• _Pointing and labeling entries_
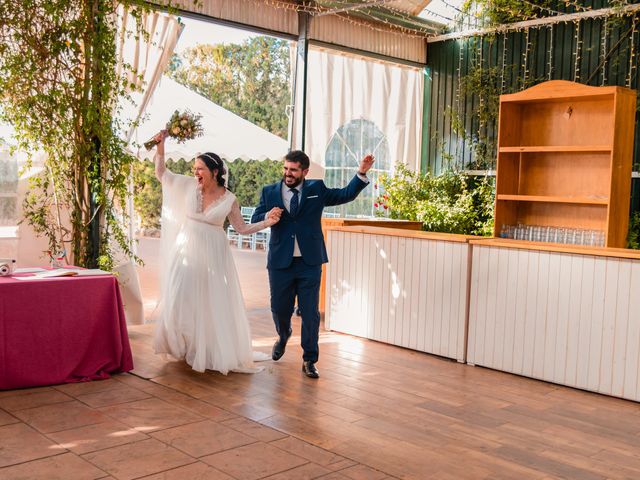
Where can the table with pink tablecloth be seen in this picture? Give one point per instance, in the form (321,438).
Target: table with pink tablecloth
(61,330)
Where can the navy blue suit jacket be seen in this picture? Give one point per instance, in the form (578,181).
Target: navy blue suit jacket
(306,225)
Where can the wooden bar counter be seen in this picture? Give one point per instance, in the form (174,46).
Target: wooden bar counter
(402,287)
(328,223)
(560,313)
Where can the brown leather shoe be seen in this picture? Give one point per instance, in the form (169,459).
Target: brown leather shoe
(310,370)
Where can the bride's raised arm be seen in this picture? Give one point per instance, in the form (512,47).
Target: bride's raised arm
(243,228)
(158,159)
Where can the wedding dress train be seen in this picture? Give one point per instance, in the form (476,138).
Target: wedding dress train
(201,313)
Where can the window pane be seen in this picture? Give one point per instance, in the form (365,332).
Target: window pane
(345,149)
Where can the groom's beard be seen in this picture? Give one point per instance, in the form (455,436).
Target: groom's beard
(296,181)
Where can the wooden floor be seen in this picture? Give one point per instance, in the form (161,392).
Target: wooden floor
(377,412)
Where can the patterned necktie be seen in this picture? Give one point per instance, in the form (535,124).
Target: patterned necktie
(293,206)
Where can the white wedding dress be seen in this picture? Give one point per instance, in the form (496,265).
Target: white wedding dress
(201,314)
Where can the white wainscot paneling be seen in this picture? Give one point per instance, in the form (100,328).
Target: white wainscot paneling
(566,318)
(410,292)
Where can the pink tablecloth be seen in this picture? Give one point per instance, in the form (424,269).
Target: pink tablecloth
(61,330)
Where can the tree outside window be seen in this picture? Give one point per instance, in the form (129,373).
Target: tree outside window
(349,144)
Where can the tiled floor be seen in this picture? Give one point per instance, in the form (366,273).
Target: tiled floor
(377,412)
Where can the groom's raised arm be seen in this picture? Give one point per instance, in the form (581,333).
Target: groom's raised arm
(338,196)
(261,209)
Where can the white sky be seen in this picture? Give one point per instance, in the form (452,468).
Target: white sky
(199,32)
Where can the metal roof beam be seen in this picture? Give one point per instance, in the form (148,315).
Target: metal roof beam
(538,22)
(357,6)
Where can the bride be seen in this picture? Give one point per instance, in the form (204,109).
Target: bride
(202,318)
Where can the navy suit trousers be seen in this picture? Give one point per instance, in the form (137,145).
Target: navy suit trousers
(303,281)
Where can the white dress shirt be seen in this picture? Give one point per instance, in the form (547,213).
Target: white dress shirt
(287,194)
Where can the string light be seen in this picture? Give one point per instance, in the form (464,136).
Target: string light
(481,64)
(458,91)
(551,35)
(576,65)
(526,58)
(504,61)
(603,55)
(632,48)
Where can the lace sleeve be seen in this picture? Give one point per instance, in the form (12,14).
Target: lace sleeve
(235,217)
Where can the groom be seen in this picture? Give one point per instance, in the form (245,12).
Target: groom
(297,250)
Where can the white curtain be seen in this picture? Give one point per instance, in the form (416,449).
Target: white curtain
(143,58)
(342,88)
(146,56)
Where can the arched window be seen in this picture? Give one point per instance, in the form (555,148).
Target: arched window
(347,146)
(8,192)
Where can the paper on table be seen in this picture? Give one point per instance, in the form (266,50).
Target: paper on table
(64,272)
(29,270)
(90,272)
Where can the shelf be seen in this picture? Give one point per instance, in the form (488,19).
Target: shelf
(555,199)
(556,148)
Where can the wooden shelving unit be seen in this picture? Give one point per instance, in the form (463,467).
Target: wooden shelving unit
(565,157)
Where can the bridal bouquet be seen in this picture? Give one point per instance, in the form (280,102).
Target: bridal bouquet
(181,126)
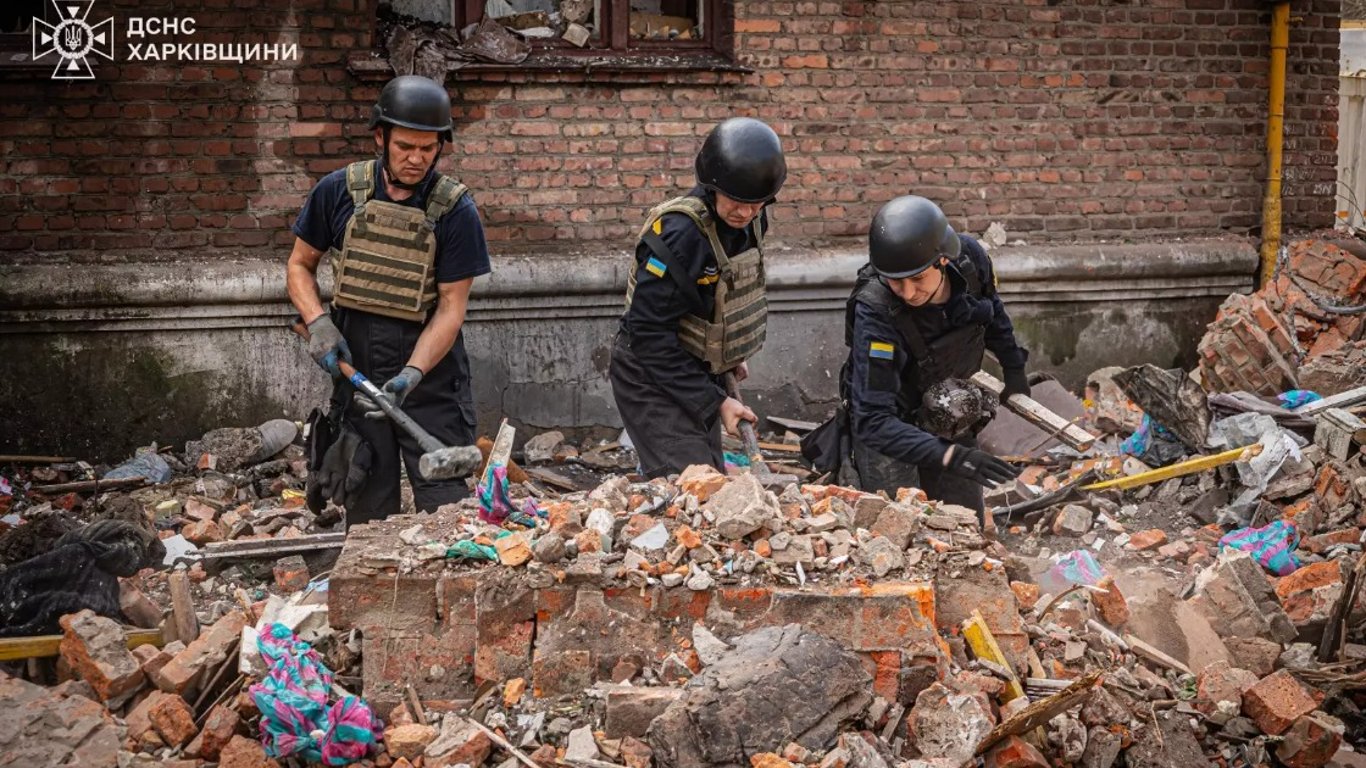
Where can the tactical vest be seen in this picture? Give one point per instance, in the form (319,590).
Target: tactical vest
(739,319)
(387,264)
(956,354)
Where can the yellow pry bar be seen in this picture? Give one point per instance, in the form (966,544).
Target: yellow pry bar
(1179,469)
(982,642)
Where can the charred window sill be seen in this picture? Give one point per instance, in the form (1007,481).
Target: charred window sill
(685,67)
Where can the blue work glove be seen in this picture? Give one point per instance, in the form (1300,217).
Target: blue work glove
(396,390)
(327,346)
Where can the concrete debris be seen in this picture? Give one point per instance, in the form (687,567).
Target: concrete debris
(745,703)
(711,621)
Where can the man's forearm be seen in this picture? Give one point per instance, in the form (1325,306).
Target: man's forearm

...

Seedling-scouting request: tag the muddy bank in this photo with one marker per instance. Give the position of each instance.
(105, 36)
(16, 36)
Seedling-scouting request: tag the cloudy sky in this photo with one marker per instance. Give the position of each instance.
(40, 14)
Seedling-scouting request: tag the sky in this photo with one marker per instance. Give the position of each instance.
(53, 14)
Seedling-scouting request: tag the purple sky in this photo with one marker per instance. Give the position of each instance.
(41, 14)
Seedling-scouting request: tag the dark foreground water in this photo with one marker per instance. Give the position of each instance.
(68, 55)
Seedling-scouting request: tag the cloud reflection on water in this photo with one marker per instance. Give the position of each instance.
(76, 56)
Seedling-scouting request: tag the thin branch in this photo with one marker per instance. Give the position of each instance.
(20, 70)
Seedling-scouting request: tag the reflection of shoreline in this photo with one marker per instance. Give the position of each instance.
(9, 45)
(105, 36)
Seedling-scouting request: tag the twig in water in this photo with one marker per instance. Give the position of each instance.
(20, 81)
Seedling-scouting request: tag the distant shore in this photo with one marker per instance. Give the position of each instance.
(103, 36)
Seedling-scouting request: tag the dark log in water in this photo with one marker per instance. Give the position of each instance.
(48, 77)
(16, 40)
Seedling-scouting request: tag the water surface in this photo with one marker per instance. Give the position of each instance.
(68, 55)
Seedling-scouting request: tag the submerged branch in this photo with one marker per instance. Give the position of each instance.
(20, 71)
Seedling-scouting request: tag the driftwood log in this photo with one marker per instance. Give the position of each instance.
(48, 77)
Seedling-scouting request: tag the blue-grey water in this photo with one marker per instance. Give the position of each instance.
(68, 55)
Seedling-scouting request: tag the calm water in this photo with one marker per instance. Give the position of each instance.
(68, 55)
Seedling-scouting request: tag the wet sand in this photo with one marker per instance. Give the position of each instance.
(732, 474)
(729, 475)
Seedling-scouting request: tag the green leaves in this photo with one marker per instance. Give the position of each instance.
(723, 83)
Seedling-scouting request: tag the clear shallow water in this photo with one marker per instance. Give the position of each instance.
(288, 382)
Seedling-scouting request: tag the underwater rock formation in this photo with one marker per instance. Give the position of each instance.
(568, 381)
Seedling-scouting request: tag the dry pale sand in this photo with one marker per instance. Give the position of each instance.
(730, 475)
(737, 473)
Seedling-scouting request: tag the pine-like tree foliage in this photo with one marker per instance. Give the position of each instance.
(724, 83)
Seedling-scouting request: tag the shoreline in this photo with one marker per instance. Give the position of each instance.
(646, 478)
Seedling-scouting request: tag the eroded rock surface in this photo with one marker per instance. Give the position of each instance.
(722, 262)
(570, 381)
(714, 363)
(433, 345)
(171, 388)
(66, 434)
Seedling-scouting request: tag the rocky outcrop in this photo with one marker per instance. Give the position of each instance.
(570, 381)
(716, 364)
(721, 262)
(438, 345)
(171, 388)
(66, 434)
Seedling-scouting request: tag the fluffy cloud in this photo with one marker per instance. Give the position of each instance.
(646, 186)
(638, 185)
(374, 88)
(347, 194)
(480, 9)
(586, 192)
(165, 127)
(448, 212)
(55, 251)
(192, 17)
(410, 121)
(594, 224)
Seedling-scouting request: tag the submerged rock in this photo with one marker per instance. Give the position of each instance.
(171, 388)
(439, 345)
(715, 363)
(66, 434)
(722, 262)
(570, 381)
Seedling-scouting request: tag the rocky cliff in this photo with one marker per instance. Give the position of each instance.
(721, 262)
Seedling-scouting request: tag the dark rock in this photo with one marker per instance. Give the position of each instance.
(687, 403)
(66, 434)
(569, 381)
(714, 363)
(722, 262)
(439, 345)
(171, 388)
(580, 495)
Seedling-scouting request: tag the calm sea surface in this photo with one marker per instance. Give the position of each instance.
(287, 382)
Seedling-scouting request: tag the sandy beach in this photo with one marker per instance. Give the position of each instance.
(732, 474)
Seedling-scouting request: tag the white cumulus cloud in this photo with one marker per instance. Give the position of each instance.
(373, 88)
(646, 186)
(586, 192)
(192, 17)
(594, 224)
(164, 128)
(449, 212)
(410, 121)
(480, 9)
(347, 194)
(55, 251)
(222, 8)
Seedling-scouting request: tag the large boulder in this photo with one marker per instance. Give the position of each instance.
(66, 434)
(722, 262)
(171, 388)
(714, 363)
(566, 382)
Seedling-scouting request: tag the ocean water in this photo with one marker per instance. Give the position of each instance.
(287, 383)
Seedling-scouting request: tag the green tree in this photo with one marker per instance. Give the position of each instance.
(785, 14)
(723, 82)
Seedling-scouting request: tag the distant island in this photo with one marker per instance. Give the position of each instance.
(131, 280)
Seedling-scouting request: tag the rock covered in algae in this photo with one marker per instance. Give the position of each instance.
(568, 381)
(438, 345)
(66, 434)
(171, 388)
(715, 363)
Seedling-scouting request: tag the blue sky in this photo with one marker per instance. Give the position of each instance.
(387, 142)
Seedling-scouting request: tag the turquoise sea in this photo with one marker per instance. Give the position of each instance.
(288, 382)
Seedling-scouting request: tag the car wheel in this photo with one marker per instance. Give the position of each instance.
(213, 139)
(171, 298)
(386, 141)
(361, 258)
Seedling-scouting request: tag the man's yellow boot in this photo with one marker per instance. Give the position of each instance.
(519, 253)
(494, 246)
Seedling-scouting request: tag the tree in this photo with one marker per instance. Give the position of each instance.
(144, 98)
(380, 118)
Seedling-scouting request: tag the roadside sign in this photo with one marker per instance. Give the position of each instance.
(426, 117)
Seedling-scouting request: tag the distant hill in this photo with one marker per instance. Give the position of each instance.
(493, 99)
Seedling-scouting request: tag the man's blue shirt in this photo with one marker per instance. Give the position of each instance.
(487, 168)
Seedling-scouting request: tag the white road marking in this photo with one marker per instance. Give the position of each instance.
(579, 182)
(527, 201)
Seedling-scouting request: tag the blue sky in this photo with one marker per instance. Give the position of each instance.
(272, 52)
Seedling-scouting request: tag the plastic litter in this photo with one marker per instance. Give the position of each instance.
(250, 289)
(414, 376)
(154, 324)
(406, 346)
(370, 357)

• _What you have to do_
Gather every line in the rows above that contains the string "curtain". Match case exactly.

• _Task output_
Where can the white curtain be seen in this picture? Give one point per instance, in the form (416,449).
Target: white curtain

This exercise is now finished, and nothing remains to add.